- WORK TO BE COMPLETED -
Continue the essay on how a vast, connected world leaves almost no one truly needed, picking up right after its last sentence, "No one really matters."

- EXTRACT PROVIDED -
>>>

I’m reading a book set in the British colonial period. Early on an alchemist is pressed into service on a ship. “Britain needs your skills. By the power of the crown I compel you to serve.” That man was unique, and he was needed. The ship could not function without him, and they forced him in. On the one hand, that sucks. On the other hand, it’s nice to be needed.
The world was still small back then. The world population was a fraction of what it is now, and maybe more importantly – it was extremely fragmented. It was quite possible that by lucky genes, good upbringing, and a lot of personal effort, someone could become the best at something. Sometimes only two of the three were needed. Sometimes just lots of hard work. You could be the best carpenter in the local area, which was for practical purposes indistinguishable from being the best carpenter in the world. Or the best soldier. Or the best musician. And even if you weren’t the best, as long as you were good at what you did, you were needed.
That is no longer the case. The world is small, and the population is vast. With the exception of a tiny handful of people, no one is really needed. Regardless of what you do or who you are, there is someone within a few day’s travel that can replace you, and is probably willing to do so. We are all fungible. No one really matters.

<<<

- EXTRACTED DATA -
>>>

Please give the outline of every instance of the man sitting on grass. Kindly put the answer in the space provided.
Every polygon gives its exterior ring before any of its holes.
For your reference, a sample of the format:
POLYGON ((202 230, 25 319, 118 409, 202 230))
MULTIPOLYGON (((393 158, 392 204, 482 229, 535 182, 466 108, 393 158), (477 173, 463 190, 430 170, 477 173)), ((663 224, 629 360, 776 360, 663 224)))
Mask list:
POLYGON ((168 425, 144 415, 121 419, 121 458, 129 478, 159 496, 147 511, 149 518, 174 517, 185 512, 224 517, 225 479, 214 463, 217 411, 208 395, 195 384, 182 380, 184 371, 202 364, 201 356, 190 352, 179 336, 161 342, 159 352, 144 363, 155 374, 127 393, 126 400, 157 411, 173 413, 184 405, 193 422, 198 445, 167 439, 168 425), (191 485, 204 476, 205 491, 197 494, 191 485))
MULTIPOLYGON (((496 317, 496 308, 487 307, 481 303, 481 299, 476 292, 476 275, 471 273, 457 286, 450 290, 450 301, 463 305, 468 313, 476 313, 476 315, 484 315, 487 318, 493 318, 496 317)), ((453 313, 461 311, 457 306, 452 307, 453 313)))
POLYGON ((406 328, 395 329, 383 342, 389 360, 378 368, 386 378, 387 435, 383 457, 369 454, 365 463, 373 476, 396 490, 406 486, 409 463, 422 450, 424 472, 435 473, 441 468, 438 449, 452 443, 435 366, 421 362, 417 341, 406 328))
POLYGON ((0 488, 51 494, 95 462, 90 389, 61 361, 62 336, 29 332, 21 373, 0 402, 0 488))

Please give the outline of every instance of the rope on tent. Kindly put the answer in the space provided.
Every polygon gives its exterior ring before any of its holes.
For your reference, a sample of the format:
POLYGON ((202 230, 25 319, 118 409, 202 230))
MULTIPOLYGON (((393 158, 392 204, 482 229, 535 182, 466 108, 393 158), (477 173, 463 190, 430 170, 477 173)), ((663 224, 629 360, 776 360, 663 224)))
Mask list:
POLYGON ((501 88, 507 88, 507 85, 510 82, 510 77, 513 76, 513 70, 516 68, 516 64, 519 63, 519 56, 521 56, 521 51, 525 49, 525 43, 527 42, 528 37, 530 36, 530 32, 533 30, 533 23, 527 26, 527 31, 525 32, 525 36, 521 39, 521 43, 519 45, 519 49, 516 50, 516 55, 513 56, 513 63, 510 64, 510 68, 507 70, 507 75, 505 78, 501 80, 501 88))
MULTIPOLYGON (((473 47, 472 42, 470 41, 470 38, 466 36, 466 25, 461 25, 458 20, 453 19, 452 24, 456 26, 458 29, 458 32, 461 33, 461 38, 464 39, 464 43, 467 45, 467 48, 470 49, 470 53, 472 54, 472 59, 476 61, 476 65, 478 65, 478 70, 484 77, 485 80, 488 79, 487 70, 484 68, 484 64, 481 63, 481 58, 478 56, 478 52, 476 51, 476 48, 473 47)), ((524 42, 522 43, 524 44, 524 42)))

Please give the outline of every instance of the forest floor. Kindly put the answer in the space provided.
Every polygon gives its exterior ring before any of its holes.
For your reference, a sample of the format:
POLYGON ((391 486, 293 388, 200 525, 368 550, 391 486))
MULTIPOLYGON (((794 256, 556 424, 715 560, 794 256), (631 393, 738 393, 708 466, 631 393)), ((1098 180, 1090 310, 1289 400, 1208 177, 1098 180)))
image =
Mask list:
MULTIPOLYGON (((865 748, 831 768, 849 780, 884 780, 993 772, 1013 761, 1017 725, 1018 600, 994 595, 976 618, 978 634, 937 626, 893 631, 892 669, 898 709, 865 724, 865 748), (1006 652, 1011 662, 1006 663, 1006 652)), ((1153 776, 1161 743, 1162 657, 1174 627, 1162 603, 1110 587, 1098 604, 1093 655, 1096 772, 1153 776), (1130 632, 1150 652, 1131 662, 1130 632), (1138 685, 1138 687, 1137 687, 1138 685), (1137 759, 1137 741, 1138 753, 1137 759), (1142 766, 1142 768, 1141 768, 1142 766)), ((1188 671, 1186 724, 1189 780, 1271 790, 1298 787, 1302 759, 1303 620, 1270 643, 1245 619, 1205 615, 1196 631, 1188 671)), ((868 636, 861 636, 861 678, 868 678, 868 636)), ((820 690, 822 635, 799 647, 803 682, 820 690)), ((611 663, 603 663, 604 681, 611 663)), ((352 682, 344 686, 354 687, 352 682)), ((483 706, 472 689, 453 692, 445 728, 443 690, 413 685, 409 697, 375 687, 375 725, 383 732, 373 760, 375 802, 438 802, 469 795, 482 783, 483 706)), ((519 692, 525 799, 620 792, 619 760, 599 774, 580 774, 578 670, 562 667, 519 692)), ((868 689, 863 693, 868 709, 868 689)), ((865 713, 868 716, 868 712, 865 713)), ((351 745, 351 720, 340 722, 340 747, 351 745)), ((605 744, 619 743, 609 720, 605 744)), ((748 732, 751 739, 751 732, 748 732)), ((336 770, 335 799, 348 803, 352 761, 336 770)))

<<<

- EXERCISE ANSWER -
Yes, it’s nice to have the freedom to leave whenever I want, to do what I want. I wouldn’t want to be pressed into service for years aboard a sailing ship. It’s a relief to know that no one’s life will be ruined if I decide to quit, someone else will step in the pick up the slack. But it makes the things I do feel less meaningful. If Finding Purpose is life’s expansion pack, I’m still not very good at it.
I almost didn’t post this, since I try to keep upbeat about things and not dwell on gloomy crap. Happiness is a choice, after all. But it has been dwelling on my mind for well over a week, and I needed to get it out. It’s been blocking up other things.